A single number is needed: how many lines of the data below contain "chair".

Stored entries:
== Segment start ==
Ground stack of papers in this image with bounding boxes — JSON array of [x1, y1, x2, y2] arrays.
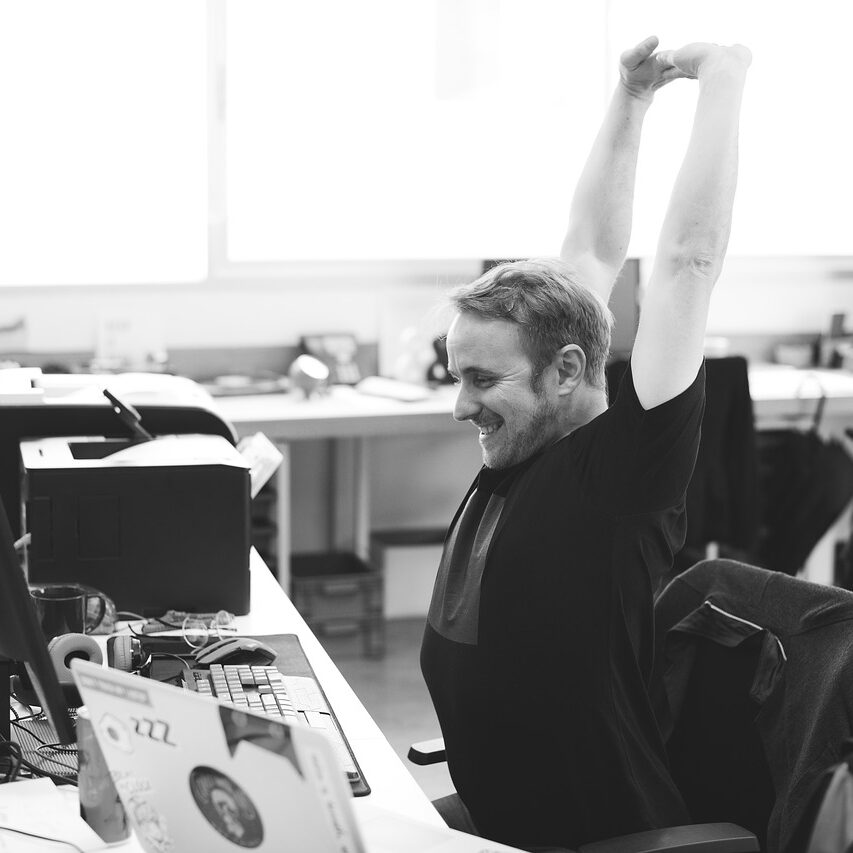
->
[[0, 778, 115, 851]]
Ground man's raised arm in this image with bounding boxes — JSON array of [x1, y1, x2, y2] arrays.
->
[[631, 43, 752, 410], [561, 35, 685, 303]]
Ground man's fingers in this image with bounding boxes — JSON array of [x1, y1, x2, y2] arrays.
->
[[620, 35, 659, 70], [656, 66, 690, 86]]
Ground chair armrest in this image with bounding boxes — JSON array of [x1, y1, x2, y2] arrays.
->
[[407, 737, 446, 766], [578, 823, 759, 853]]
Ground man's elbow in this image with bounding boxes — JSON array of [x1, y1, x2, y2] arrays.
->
[[657, 242, 727, 285], [685, 253, 720, 281]]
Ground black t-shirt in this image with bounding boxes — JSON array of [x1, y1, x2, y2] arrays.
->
[[421, 363, 705, 850]]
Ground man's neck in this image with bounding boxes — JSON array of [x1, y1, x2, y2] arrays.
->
[[559, 385, 609, 437]]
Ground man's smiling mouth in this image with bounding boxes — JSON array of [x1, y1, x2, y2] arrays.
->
[[476, 421, 502, 437]]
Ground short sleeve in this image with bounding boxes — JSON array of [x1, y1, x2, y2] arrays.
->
[[569, 361, 706, 515]]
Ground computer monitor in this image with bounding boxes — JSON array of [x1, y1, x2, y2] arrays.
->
[[0, 493, 76, 745]]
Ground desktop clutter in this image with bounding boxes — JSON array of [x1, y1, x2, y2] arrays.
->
[[205, 330, 453, 404], [1, 372, 390, 850]]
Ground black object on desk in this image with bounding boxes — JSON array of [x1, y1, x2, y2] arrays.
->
[[21, 434, 251, 616], [103, 388, 154, 441], [0, 399, 237, 540], [0, 492, 76, 747]]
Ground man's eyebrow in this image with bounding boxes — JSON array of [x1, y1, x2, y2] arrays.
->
[[458, 366, 498, 377]]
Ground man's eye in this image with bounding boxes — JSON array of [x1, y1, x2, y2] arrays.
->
[[473, 376, 494, 388]]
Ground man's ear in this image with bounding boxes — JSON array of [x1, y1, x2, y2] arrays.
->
[[555, 345, 586, 395]]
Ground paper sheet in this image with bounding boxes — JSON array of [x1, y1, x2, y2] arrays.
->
[[0, 778, 110, 851]]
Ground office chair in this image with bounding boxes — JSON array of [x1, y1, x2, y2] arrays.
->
[[411, 559, 853, 853]]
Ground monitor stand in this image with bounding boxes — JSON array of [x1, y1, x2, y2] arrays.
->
[[1, 655, 11, 745]]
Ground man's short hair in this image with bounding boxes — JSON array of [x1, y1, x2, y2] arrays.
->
[[449, 258, 614, 389]]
== Segment end ==
**Result for this exercise:** 2